#### Excerpted passage ####

It is a good idea to restrict the completers used in prediction, because
they may be automatically invoked as you type.  The tt(_list) and
tt(_menu) completers should never be used with prediction.  The
tt(_approximate), tt(_correct), tt(_expand), and tt(_match) completers may
be used, but be aware that they may change characters anywhere in the word
behind the cursor, so you need to watch carefully that the result is what
you intended.
)
kindex(cursor, completion style)
item(tt(cursor))(
The tt(insert-and-predict) widget uses this style, in the context
`tt(:predict)', to decide where to place the cursor after completion has
been tried.  Values are:

startitem()
item(tt(complete))(
The cursor is left where it was when completion finished, but only if
it is after a character equal to the one just inserted by the user.  If 
it is after another character, this value is the same as `tt(key)'.
)
item(tt(key))(
The cursor is left
after the var(n)th occurrence of the character just inserted, where
var(n) is the number of times that character appeared in the word
before completion was attempted.  In short, this has the effect of
leaving the cursor after the character just typed even if the
completion code found out that no other characters need to be inserted 
at that position.
)
enditem()

Any other value for this style unconditionally leaves the cursor at the
position where the completion code left it.
)
kindex(list, widget style)
item(tt(list))(
When using the tt(incremental-complete-word) widget, this style says
if the matches should be listed on every key press (if they fit on the 
screen).  Use the context prefix `tt(:completion:incremental)'.

The tt(insert-and-predict) widget uses this style to decide if the
completion should be shown even if there is only one possible completion.
This is done if the value of this style is the string tt(always).  In this
case the context is `tt(:predict)' (em(not) `tt(:completion:predict)').
)
kindex(match, widget style)

#### Entries provided ####

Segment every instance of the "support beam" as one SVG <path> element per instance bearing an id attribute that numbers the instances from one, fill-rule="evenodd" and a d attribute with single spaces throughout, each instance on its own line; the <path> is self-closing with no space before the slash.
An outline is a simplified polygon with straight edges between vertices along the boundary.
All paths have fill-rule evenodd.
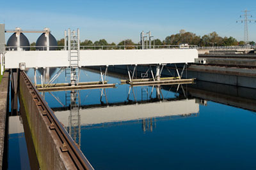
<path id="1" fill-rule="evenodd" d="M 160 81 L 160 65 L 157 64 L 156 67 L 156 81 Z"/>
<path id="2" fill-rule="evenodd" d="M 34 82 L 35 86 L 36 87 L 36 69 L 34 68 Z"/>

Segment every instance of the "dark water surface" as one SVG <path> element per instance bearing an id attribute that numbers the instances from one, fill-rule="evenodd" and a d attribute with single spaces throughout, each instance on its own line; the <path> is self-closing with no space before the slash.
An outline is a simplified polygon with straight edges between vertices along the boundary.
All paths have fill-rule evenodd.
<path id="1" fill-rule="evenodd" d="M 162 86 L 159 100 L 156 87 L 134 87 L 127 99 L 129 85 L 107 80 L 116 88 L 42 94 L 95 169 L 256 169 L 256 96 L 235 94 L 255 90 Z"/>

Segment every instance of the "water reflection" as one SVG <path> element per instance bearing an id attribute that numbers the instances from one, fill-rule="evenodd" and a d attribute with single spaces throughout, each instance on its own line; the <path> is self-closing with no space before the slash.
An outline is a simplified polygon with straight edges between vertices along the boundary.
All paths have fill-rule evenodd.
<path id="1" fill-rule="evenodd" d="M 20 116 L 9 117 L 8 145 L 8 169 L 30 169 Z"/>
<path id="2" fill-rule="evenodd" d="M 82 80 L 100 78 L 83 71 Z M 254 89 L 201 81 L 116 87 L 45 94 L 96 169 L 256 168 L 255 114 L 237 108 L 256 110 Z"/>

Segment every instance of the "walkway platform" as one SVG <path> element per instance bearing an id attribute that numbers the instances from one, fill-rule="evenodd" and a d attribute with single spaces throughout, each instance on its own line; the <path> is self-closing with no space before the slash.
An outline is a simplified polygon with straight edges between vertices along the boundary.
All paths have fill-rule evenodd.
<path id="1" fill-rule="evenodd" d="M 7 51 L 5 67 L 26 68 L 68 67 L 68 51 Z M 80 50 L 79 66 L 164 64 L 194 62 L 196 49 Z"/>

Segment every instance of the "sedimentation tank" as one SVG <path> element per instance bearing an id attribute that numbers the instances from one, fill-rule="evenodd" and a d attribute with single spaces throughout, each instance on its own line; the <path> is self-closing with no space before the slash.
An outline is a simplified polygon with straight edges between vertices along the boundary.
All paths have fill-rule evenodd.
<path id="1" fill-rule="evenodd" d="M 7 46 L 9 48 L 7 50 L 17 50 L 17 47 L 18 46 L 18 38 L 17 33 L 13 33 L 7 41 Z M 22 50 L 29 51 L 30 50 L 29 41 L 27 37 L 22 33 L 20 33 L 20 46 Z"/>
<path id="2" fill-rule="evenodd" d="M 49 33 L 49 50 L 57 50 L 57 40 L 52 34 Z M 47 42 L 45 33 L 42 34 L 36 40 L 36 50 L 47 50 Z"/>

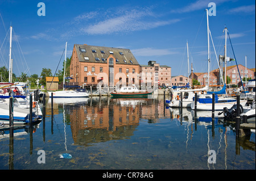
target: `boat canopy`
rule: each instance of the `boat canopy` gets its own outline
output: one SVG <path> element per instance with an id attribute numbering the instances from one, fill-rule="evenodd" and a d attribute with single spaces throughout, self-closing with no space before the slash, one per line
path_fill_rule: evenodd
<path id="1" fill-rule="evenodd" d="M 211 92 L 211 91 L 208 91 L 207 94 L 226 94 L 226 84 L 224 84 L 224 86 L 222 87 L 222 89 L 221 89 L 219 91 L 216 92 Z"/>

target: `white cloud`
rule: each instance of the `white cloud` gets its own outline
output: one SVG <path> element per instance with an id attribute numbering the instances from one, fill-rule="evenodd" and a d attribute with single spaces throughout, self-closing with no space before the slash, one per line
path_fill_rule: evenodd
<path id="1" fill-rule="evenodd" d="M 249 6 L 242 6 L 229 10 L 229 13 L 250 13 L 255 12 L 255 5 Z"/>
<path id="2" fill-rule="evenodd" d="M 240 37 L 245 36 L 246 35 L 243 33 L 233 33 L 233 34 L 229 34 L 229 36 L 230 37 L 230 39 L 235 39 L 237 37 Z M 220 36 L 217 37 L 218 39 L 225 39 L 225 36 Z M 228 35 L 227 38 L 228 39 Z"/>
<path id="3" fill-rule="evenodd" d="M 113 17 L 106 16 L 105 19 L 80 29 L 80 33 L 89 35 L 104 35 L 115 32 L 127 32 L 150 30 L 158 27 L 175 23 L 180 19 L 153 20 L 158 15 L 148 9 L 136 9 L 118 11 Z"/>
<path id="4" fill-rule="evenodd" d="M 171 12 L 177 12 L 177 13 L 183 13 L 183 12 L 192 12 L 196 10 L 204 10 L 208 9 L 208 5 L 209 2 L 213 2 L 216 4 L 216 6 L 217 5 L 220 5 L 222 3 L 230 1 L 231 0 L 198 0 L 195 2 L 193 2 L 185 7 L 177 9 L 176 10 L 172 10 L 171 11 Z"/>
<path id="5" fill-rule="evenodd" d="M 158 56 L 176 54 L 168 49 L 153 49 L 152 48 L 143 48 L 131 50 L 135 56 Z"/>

####
#### Entries provided ####

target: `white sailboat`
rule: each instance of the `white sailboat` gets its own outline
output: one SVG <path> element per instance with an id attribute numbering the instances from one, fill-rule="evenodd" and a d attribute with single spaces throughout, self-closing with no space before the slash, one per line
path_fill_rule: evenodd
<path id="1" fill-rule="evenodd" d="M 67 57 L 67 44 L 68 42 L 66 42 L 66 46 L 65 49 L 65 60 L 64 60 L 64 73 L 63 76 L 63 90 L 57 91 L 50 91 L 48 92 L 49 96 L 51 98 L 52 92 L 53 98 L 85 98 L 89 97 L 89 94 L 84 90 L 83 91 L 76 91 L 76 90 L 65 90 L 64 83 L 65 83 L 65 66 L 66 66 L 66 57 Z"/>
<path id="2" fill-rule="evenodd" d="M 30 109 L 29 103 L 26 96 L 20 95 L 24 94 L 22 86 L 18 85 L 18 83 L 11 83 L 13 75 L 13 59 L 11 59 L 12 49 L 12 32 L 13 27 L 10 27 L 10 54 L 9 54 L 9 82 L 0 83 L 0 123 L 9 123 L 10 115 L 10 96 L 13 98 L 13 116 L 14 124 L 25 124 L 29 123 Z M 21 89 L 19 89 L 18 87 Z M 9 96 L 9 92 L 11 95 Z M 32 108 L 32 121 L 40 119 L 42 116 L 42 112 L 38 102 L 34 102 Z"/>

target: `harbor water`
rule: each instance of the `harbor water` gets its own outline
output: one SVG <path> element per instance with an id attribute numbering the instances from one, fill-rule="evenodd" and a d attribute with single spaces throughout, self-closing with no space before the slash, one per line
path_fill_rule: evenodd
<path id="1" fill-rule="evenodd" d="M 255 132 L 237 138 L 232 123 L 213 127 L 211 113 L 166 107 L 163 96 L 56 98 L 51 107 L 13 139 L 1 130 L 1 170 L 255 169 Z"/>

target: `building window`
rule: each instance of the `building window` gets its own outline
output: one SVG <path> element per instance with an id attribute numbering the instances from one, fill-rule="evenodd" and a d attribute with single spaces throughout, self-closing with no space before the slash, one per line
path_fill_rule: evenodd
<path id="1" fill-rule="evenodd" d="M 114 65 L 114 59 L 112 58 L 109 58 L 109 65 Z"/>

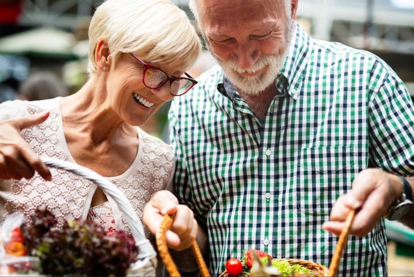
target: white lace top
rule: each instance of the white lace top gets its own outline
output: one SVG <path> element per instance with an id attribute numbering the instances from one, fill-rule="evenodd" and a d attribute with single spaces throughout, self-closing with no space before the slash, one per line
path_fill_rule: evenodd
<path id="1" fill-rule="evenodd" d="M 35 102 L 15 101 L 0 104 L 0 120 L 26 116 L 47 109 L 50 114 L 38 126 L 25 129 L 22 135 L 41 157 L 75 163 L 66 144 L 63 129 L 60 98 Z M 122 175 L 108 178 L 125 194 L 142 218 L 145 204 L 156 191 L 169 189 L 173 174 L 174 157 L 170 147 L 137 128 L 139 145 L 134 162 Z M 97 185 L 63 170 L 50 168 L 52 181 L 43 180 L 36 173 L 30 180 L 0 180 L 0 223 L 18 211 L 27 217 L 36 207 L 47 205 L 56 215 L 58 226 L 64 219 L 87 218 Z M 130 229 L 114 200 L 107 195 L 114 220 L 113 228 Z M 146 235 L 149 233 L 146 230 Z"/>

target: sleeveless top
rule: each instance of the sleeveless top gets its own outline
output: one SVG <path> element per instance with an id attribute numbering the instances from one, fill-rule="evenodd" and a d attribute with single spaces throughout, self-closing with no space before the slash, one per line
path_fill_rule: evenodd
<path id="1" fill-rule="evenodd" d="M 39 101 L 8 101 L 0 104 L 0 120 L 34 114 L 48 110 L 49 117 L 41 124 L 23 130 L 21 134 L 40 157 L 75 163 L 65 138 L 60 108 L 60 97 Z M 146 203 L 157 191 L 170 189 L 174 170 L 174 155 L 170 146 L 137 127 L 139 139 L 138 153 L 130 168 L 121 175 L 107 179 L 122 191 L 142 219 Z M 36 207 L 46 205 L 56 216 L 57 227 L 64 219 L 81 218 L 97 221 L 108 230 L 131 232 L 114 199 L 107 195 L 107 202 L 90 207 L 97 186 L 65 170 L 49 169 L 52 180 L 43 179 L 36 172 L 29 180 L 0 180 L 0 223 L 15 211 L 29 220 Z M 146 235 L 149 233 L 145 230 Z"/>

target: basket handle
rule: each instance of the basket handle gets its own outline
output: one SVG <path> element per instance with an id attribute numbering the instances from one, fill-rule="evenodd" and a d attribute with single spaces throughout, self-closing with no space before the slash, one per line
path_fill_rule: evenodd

####

Problems to work on:
A. Translate this sentence from the passage on completion widget styles into Spanish: "It is a good idea to restrict the completers used in prediction, because they may be automatically invoked as you type."
B. Duplicate the passage on completion widget styles word for word, starting with "The tt(insert-and-predict) widget uses this style to" and going on through "kindex(match, widget style)".

Solution list:
A. Es buena idea restringir los completadores que se usan en la predicción, porque pueden invocarse automáticamente mientras se escribe.

B.
The tt(insert-and-predict) widget uses this style to decide if the
completion should be shown even if there is only one possible completion.
This is done if the value of this style is the string tt(always).  In this
case the context is `tt(:predict)' (em(not) `tt(:completion:predict)').
)
kindex(match, widget style)